## Short problem
Locate each line in the records below that contains the string "cabinet" and copy those lines out. Matching is case-sensitive.

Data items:
▼
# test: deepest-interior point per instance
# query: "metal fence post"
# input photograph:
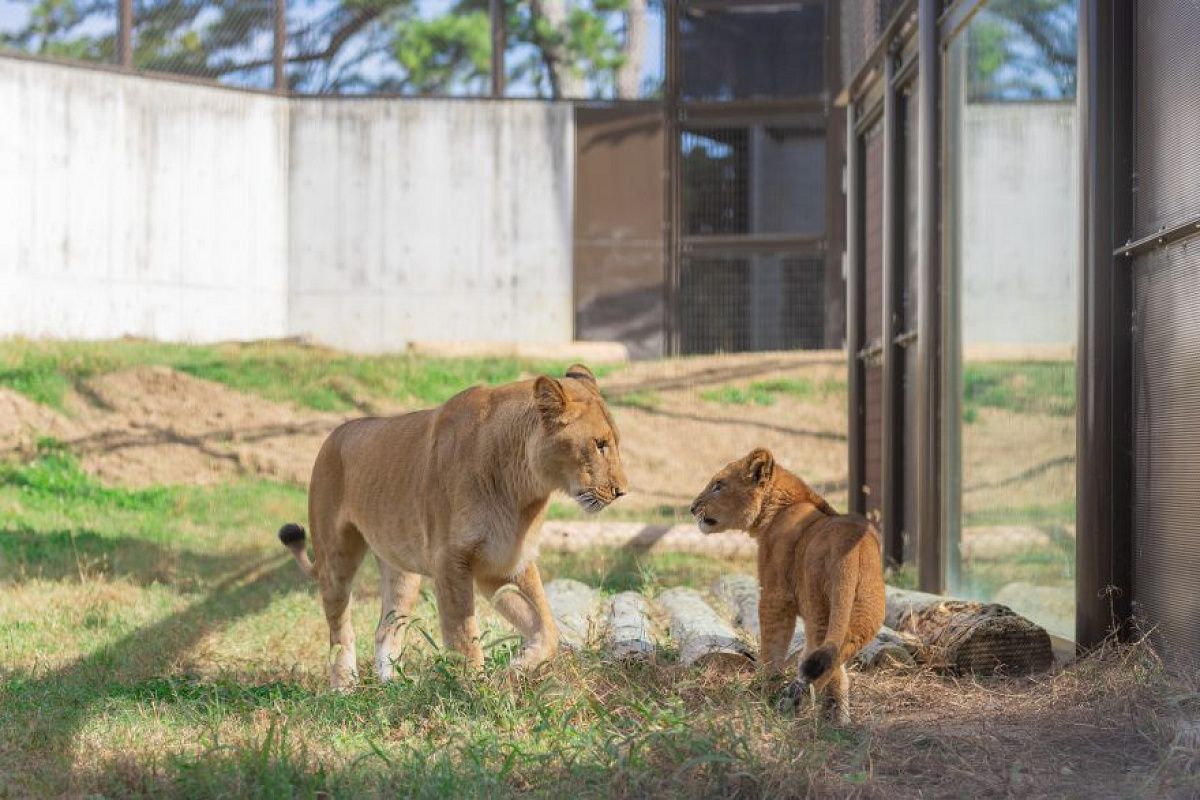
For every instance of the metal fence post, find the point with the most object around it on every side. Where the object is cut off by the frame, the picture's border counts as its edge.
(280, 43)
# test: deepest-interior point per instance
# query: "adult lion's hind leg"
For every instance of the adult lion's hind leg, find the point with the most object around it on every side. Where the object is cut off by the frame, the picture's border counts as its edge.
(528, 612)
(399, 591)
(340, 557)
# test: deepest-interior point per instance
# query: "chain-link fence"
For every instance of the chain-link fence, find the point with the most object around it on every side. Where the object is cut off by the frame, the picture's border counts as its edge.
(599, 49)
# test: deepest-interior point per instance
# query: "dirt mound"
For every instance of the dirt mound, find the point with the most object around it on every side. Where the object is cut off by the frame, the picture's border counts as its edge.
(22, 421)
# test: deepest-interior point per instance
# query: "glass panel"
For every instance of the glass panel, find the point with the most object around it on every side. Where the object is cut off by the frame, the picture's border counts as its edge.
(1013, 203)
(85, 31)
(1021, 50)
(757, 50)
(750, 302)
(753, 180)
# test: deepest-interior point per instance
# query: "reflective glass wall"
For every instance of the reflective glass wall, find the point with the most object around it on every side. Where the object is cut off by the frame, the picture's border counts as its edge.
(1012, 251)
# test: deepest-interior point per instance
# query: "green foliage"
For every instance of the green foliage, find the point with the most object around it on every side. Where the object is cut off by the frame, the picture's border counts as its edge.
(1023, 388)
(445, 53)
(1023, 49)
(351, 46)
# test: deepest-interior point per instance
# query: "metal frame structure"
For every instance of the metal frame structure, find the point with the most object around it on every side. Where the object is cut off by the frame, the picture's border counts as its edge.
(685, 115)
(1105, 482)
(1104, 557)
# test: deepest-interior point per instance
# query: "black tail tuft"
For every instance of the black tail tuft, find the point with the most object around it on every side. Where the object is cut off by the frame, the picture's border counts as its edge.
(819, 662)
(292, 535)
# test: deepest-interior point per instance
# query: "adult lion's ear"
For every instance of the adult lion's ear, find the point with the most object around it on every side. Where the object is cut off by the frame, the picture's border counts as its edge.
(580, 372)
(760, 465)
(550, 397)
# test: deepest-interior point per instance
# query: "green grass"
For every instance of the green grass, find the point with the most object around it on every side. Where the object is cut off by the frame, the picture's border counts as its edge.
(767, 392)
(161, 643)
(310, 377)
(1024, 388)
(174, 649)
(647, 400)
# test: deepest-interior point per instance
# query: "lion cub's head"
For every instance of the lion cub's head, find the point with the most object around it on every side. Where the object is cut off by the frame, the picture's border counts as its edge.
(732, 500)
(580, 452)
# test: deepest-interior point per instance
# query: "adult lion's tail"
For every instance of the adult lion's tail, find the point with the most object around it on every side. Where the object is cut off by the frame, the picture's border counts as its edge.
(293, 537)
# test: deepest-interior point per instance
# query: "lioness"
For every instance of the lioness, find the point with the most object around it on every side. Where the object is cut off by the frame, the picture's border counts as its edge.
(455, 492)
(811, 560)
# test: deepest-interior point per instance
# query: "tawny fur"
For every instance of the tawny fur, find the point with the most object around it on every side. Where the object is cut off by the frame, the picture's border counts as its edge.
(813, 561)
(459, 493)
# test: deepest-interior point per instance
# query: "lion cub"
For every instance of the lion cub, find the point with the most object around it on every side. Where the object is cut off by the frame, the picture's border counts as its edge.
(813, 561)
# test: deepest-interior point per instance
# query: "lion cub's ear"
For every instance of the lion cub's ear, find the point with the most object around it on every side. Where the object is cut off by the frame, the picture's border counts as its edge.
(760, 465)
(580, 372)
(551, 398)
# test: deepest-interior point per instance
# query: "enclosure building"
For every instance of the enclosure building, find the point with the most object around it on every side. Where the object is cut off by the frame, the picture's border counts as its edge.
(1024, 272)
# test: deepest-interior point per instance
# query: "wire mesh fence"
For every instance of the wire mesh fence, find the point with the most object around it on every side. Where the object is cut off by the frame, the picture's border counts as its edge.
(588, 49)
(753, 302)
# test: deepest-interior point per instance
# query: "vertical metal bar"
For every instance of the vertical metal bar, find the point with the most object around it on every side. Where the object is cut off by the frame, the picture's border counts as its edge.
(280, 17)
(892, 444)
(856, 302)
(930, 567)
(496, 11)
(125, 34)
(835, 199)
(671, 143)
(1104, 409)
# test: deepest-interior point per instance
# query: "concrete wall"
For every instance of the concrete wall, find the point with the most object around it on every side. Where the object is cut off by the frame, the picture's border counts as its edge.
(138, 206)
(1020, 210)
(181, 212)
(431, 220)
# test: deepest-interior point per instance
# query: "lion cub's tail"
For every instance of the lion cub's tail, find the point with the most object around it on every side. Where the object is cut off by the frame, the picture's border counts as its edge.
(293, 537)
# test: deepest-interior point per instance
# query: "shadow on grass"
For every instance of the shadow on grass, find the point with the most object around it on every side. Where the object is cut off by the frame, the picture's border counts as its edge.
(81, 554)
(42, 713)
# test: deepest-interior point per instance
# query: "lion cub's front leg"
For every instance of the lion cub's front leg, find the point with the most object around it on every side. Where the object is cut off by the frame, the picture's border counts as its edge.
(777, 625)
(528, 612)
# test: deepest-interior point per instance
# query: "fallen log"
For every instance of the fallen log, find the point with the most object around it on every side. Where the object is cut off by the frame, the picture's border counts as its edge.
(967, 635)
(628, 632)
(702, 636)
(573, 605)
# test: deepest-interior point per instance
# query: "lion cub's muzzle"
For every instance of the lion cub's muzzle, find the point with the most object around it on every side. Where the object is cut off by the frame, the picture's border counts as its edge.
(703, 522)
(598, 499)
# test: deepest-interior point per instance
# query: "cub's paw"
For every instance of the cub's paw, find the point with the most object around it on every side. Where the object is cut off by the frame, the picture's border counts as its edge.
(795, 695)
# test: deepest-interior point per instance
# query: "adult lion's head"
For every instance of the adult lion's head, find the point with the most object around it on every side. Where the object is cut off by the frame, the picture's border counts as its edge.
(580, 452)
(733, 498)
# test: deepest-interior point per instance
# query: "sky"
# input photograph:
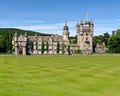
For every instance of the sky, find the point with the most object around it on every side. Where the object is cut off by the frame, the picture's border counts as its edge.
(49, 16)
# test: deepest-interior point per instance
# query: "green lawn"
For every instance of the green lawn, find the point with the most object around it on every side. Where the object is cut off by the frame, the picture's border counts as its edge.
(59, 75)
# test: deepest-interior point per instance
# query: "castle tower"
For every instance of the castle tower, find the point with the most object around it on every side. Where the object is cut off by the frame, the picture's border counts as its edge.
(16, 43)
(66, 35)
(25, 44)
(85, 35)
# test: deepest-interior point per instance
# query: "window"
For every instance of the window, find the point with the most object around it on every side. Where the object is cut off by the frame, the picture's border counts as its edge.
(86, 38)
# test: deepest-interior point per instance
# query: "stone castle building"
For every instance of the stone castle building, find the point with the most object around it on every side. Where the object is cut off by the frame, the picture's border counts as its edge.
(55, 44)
▲
▼
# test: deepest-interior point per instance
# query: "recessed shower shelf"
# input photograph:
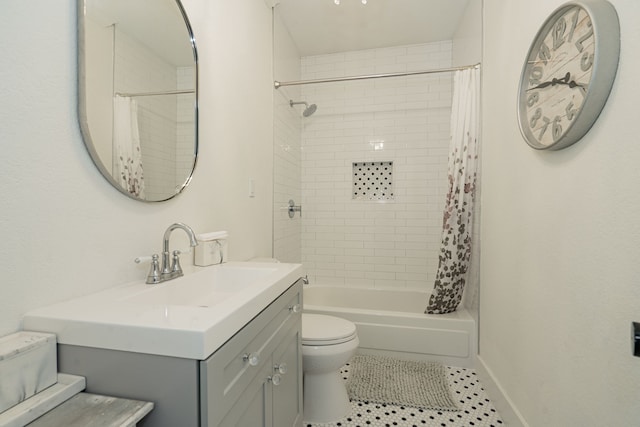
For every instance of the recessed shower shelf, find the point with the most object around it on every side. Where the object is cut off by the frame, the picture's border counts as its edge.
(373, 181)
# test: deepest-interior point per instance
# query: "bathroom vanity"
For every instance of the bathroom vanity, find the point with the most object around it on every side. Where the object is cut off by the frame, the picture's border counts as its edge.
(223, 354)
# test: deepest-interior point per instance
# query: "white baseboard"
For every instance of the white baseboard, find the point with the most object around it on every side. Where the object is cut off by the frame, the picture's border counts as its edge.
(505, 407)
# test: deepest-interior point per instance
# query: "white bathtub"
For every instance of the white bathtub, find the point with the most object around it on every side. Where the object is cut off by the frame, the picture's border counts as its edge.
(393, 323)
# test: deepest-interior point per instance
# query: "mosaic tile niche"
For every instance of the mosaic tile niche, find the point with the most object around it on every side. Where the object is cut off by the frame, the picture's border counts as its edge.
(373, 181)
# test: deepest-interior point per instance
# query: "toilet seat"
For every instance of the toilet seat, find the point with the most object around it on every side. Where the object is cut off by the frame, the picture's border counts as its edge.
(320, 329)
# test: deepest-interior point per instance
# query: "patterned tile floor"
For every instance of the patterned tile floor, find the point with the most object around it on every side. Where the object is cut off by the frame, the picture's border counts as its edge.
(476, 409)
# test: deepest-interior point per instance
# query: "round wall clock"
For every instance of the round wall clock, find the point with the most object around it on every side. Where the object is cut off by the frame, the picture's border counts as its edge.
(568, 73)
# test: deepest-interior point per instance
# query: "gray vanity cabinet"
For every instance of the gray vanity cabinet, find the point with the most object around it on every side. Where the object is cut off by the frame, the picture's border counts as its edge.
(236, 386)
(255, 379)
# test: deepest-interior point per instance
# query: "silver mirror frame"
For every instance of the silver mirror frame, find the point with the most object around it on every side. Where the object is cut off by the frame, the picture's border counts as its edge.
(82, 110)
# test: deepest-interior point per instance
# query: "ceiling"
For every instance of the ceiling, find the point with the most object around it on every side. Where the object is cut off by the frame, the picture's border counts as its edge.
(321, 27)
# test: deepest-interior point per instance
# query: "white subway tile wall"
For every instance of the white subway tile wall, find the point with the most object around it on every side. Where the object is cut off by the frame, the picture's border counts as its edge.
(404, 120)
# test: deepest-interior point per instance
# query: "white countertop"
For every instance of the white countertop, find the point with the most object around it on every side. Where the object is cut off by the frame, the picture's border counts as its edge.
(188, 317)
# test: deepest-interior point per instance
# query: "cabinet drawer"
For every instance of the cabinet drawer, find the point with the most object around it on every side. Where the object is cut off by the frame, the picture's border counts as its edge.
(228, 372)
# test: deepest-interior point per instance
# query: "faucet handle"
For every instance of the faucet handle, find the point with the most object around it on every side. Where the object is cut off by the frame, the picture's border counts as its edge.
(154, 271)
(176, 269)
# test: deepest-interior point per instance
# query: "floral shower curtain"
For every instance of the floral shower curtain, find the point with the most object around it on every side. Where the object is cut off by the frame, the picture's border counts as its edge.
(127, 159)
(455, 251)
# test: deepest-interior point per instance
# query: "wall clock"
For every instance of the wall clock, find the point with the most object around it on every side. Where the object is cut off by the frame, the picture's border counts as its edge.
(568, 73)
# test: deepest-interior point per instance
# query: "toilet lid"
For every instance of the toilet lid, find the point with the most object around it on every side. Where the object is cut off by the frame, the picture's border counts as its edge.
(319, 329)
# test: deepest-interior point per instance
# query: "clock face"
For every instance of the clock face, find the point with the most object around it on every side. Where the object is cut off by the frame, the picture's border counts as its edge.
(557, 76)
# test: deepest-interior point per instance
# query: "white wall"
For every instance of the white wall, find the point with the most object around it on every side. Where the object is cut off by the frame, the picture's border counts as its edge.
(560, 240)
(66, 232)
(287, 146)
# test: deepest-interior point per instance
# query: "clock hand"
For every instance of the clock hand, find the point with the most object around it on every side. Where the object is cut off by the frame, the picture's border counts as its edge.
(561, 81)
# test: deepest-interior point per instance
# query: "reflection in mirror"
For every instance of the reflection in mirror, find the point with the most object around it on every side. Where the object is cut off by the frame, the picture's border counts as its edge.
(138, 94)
▲
## Result of the exercise
# query: "gray vanity cabinet"
For every instance of the gray vanity cabinet, find the point with the most object around it on every side. Where the object is cut off by the frame, the picture's border counts as its edge.
# query: "cabinet drawer"
For every instance of the cabinet drawer, find the point with the most object around it on every side. Where the object is cut off by the frame, the picture's border counts as its edge.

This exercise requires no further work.